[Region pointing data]
*** Begin section ***
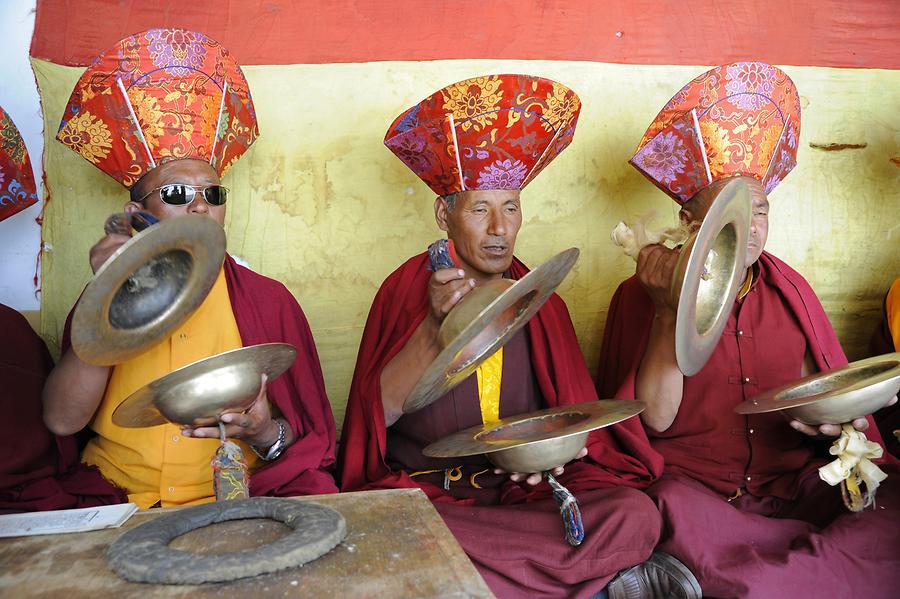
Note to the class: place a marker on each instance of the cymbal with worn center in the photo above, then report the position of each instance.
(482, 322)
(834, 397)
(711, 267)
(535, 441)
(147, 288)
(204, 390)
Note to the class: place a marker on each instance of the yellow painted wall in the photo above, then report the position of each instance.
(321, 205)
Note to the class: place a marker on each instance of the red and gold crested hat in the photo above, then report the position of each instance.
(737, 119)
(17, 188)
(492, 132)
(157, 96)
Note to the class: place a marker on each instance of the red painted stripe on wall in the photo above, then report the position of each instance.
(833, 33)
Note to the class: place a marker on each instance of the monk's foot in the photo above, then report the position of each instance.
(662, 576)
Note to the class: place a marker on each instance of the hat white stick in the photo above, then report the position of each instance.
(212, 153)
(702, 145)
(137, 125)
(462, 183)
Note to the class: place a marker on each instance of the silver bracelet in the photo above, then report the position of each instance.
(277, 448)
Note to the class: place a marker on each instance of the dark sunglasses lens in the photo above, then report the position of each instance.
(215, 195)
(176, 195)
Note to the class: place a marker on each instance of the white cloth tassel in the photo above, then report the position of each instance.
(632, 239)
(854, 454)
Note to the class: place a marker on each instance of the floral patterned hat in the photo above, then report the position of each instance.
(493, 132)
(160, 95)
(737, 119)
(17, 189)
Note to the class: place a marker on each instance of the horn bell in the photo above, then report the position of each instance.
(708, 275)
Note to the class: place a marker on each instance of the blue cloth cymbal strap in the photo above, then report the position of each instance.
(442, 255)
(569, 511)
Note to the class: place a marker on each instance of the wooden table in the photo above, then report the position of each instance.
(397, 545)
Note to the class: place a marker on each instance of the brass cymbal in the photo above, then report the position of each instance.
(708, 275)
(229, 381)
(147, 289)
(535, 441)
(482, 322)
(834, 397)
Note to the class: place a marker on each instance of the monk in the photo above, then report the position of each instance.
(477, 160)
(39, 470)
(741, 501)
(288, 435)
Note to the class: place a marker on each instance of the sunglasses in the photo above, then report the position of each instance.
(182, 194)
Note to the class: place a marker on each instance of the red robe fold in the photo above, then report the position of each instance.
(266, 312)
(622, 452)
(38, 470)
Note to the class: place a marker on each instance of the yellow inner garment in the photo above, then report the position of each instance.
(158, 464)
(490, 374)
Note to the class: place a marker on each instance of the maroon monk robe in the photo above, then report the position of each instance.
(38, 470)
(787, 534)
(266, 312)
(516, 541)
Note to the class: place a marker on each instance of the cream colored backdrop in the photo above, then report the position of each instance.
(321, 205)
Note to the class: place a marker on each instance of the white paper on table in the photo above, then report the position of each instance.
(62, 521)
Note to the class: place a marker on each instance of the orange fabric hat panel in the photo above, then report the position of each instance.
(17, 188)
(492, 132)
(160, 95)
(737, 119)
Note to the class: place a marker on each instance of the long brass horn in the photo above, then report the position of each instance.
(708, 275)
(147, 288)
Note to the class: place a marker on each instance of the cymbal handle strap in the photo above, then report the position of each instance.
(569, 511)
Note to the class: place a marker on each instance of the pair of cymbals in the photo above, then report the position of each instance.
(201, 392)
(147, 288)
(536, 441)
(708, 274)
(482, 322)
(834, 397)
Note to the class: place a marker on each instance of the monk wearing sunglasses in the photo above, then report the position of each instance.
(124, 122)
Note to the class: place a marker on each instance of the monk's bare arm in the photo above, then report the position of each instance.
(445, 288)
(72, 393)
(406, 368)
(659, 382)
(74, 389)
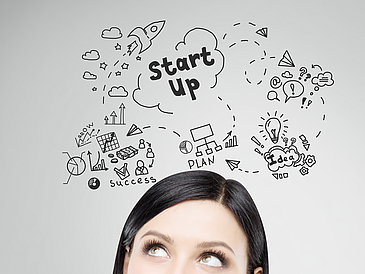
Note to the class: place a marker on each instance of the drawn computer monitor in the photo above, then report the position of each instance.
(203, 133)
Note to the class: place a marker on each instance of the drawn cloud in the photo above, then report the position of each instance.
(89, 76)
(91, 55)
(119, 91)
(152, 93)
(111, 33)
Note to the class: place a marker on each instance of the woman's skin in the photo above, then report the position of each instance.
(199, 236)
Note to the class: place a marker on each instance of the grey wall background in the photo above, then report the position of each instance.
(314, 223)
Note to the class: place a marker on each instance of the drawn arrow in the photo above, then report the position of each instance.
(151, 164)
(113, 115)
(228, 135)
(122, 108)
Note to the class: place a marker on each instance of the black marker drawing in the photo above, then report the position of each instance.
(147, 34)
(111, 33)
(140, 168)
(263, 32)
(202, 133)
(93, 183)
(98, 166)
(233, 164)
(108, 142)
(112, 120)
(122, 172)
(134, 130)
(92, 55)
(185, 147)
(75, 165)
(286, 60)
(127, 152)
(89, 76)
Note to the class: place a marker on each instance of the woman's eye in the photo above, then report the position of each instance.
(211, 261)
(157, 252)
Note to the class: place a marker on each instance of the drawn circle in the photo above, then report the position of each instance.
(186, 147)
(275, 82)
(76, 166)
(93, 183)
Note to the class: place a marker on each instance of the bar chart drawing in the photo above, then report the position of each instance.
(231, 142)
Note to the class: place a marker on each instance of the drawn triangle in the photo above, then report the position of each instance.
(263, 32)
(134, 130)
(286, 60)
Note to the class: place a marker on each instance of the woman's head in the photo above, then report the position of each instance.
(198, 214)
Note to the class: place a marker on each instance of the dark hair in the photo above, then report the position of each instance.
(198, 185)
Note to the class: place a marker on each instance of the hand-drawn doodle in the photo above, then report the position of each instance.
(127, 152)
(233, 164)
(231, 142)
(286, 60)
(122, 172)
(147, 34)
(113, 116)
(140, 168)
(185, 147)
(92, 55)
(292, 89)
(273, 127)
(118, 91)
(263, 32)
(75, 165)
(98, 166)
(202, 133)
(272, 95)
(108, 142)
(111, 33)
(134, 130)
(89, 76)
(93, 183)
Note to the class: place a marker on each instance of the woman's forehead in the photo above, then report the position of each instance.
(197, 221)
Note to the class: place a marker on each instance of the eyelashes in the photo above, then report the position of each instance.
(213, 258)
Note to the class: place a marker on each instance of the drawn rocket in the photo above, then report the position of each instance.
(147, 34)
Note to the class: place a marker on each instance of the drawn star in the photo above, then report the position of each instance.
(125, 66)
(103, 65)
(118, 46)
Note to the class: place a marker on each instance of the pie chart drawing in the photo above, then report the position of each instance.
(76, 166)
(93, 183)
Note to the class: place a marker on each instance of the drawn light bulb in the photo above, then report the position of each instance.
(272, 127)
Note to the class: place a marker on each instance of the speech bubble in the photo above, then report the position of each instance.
*** End section ***
What you should do = Retype the records verbatim, excluding each image they hold.

Solved problem =
Note to the class: place a marker on each instance of the cymbal with worn center in the photo above, then report the position of each instance.
(482, 322)
(834, 397)
(711, 267)
(535, 441)
(147, 288)
(204, 390)
Note to the class: place a marker on each instance of the yellow painted wall in the photo above, then report the position of each instance.
(321, 205)
Note to the class: place a marker on each instance of the red and gold crested hat in the photo above, then report the position of each instance.
(737, 119)
(17, 188)
(492, 132)
(157, 96)
Note to the class: place a marker on each instance of the red painted stripe on wall in the photo above, then report the position of each instance.
(833, 33)
Note to the class: place a marker on each instance of the monk's foot in the photo above, then report the position of each instance.
(662, 576)
Note to the class: place a marker on each instance of the hat white stick in the photo above, then report the position of each instance.
(212, 153)
(702, 145)
(137, 125)
(462, 183)
Note to the class: place a marker on each instance of the silver bracelet in the photo above, then report the position of each instance.
(277, 448)
Note to the class: place a marker on each instance of the dark sunglasses lens in the photo above, then report the position of each instance.
(215, 195)
(176, 195)
Note to the class: place a marker on each instance of the white cloth tassel in the photo above, then report the position of each instance.
(632, 239)
(854, 454)
Note to the class: place a marker on each instance of the floral patterned hat in the photo above, then report the position of each instance.
(493, 132)
(160, 95)
(737, 119)
(17, 189)
Note to the class: place a marker on each instance of the horn bell in the photo above, then report the position of each instance.
(708, 275)
Note to the class: place a marker on each instance of the blue cloth cymbal strap in the photo above, then report the position of each instance.
(442, 255)
(569, 511)
Note to the class: place a marker on each instance of the wooden table in the photo above, then report the position of each instance.
(397, 545)
Note to the class: place a marker on each instance of the brass cymbal in the photo above, then report the position of each instance.
(708, 275)
(229, 381)
(147, 289)
(535, 441)
(482, 322)
(834, 397)
Note to the class: place a marker on each instance of the monk in the photo above, then report the position of each instance.
(477, 160)
(39, 470)
(741, 501)
(288, 435)
Note to the class: place a marker on each instance of the sunglasses in the photo above, then report the position of each instance.
(182, 194)
Note to the class: place a marker on each instance of the red robe fold in the photo above, then report the position of each instance.
(266, 312)
(622, 452)
(38, 470)
Note to the class: place a marker on each instance of the yellow inner garment in the photo above, then report the position of each instance.
(158, 464)
(490, 374)
Note to the class: place a marker on each instance of the maroon monk robe in the photo above, then report the position of each instance.
(38, 470)
(787, 534)
(266, 312)
(516, 541)
Note to the class: place a marker on each instance of the cream colored backdrop in the photo above, then report the position of each instance.
(321, 205)
Note to the class: place a marker on each instance of the white paper on table in the photo above, then report the position of each instance.
(62, 521)
Note to the class: place a marker on each instance of the orange fabric hat panel in the photo above, then report the position of each instance.
(17, 188)
(492, 132)
(160, 95)
(737, 119)
Note to the class: place a marker on each instance of the long brass horn in the photo above, then report the position of each instance.
(708, 275)
(147, 288)
Note to the class: place a marker on each instance of the cymbal handle strap in the photo above, then report the position of each instance.
(569, 511)
Note to the class: place a marker on each instance of the pair of cymbals in the photo above, then report the position of each instance.
(201, 392)
(147, 288)
(536, 441)
(708, 274)
(482, 322)
(834, 397)
Note to the class: place a marker on each instance of the monk wearing sunglasses in the photo above, then report the position of each instance.
(124, 122)
Note to the class: place a marker on each instance of the monk's bare arm in the photo above, then report the position of each instance.
(445, 288)
(72, 393)
(406, 368)
(659, 382)
(74, 389)
Note to the class: place a marker on each instance of the drawn computer monitor in the photo above, then report the position of each instance.
(203, 133)
Note to the class: place a marker on each instance of the drawn cloud in the photo above, then report the position of each instance.
(89, 76)
(91, 55)
(119, 91)
(152, 93)
(111, 33)
Note to the class: place a marker on each instance of the woman's skin in the photo above, then report the position of each instance.
(199, 236)
Note to the class: place a marker on each instance of the grey wall background in the photo above, then report the position of each instance.
(314, 223)
Note to the class: place a marker on each instance of the drawn arrow in the photo above, then report the position of each instance.
(151, 164)
(113, 115)
(228, 135)
(122, 108)
Note to the class: place a marker on each instance of the black marker drawing in the photo above, then report the position of each instance.
(147, 34)
(111, 33)
(140, 168)
(263, 32)
(202, 133)
(93, 183)
(98, 166)
(233, 164)
(108, 142)
(112, 120)
(122, 172)
(134, 130)
(92, 55)
(185, 147)
(75, 165)
(286, 60)
(127, 152)
(89, 76)
Note to the class: place a marker on each instance of the woman's eye in the photo above, then report the position of each instance.
(211, 261)
(157, 252)
Note to the class: place a marker on each instance of the drawn circle in the photo above, then report the position of each instance.
(186, 147)
(275, 82)
(76, 166)
(93, 183)
Note to the class: place a marker on each instance of the bar chart drawing in the photo above, then report the position of each instance.
(231, 142)
Note to the class: place a marker on each instance of the drawn triangle in the photo above, then report the position of each instance.
(263, 32)
(134, 130)
(286, 60)
Note to the class: place a marker on each instance of the woman's head in the photo above, then report the position of each instance.
(198, 214)
Note to the class: place a marker on each instance of the dark hair in the photo above, then report the position of each instance.
(198, 185)
Note to the class: place a marker on each instance of the hand-drawn doodle in the photo above, then report the position of each instance.
(127, 152)
(233, 164)
(231, 142)
(286, 60)
(122, 172)
(147, 34)
(113, 116)
(140, 168)
(185, 147)
(92, 55)
(292, 89)
(273, 127)
(118, 91)
(263, 32)
(75, 165)
(98, 166)
(202, 133)
(272, 95)
(108, 142)
(111, 33)
(134, 130)
(89, 76)
(93, 183)
Note to the class: place a marker on each instance of the woman's forehead in the photo above, then report the position of each instance.
(197, 221)
Note to the class: place a marker on each instance of the eyelashes in the photo above, then report the position of each instance.
(213, 258)
Note to the class: place a marker on each instance of the drawn rocket in the photo above, then report the position of each instance.
(147, 34)
Note to the class: place a marker on each instance of the drawn star in the photo above, then report the position of each instance.
(125, 66)
(103, 65)
(118, 46)
Note to the class: place a marker on each instance of the pie chart drawing in the photo above, then report the position of each instance.
(76, 166)
(93, 183)
Note to the class: place a marker on each instance of the drawn light bulb in the photo above, then report the position of each instance.
(272, 127)
Note to the class: place a marker on each instance of the speech bubble in the photo above, then report the position of each instance.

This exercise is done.